[Begin Provided text]

# Ford F-150 rear seat, center console build.



## TheDavel (Sep 8, 2006)

I don't post here very often these days, but here is a neat little sub enclosure I've been working on.

I started this F-150 Crew Cab rear center console sub enclosure build the other day... Hang in there, this will all make sense when its finished.



.


----------



## TheDavel (Sep 8, 2006)




----------



## TheDavel (Sep 8, 2006)

test panels first


----------



## TheDavel (Sep 8, 2006)

A little more progress, the enclosure is about half way glued together. I set it together and tossed a 12" ring on the bottom to show where the sub will go.


----------



## TheDavel (Sep 8, 2006)




----------



## TheDavel (Sep 8, 2006)

Designed the plexi view window area and then adjusted... it happens


Picked up some paper thin acrylic




Now the part that pisses me off. I was using an MLCS template bit to cut this out and the bearing started having issues in one area, then exploded causing me to have to add filler... Still need to smooth it out. I'm not pumped, but it'll still come out nice.


----------



## TheDavel (Sep 8, 2006)

When Wes stopped by this weekend, he wanted to build a flat carpeted board for his amps to sit on. I don't know how to build that, so we built this... I walked him through the process and even let him wrap it and press his first grille!!! He was pumped on the results... I couldn't get a good photo of it to save my life.


----------



## TheDavel (Sep 8, 2006)

Then we decided to start some tweeter pods... 




He will be finishing them on his own. It was his first go at using my typical method. I'm sure they will come out top notch!


----------



## TheDavel (Sep 8, 2006)




----------



## TheDavel (Sep 8, 2006)

some nasty photos, but figured people might want to see some more...


----------



## TheDavel (Sep 8, 2006)

time for some wire management.... still a rough draft, buy you'll get the picture soon enough






Copper was ugly, so I changed to aluminum


----------



## TheDavel (Sep 8, 2006)




----------



## TheDavel (Sep 8, 2006)




----------



## TheDavel (Sep 8, 2006)

More to come, I think its about 1/2 way done.


----------



## maggie-g (Aug 20, 2014)

pure tits!!! you are quite the expert craftsman! you should have a show on the DIY channel.


----------



## seafish (Aug 1, 2012)

that is BEYOND amazing…I really like the way you used the MDF to make what I assume are interior baffles to help break up and reduce standing waves and reflections inside the box. OUTSTANDING work!!!! 

Please keep posting pics…I simply LOVE the last one that makes it look like the box is loaded with multiple subwoofers. I though for a second that I had missed something and that you actually installed that many subs…lol…until I quickly realized it was reflections from the acrylic.


----------



## shawnk (Jan 11, 2010)

Awesome work Dave!! :rockon::rockon::rockon:


----------



## Timelessr1 (Feb 12, 2010)

Very nice!


----------



## Mic10is (Aug 20, 2007)

that there is the bees knees sir. well done


----------



## sinister-kustoms (Jul 22, 2009)

Have been watching this on the Fab. Nation FB page. Epic work man. Looking forward to seeing the finished result.


----------



## jimmyjames16 (Dec 12, 2006)

Absolutely Beautiful!!!!


----------



## I800C0LLECT (Jan 26, 2009)

[End Provided text]
[Begin Information shown]

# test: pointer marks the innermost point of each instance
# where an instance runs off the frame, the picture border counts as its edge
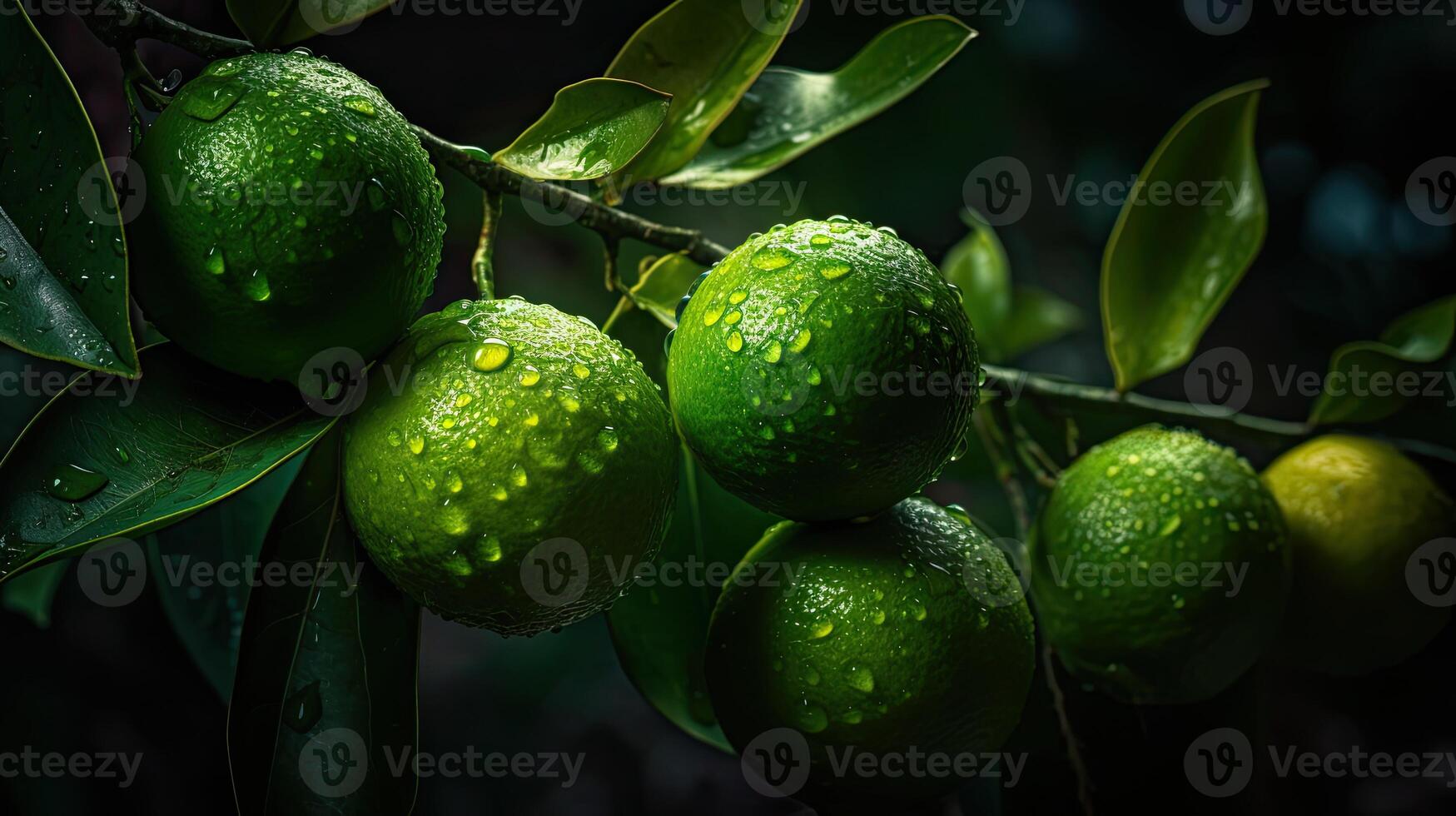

[End Information shown]

◆ **Exercise**: Reproduce the forum thread from "Designed the plexi" up to and including "come out nice.", substituting "flush trim bit" for "template bit".

◆ **Exercise answer**:
Designed the plexi view window area and then adjusted... it happens


Picked up some paper thin acrylic




Now the part that pisses me off. I was using an MLCS flush trim bit to cut this out and the bearing started having issues in one area, then exploded causing me to have to add filler... Still need to smooth it out. I'm not pumped, but it'll still come out nice.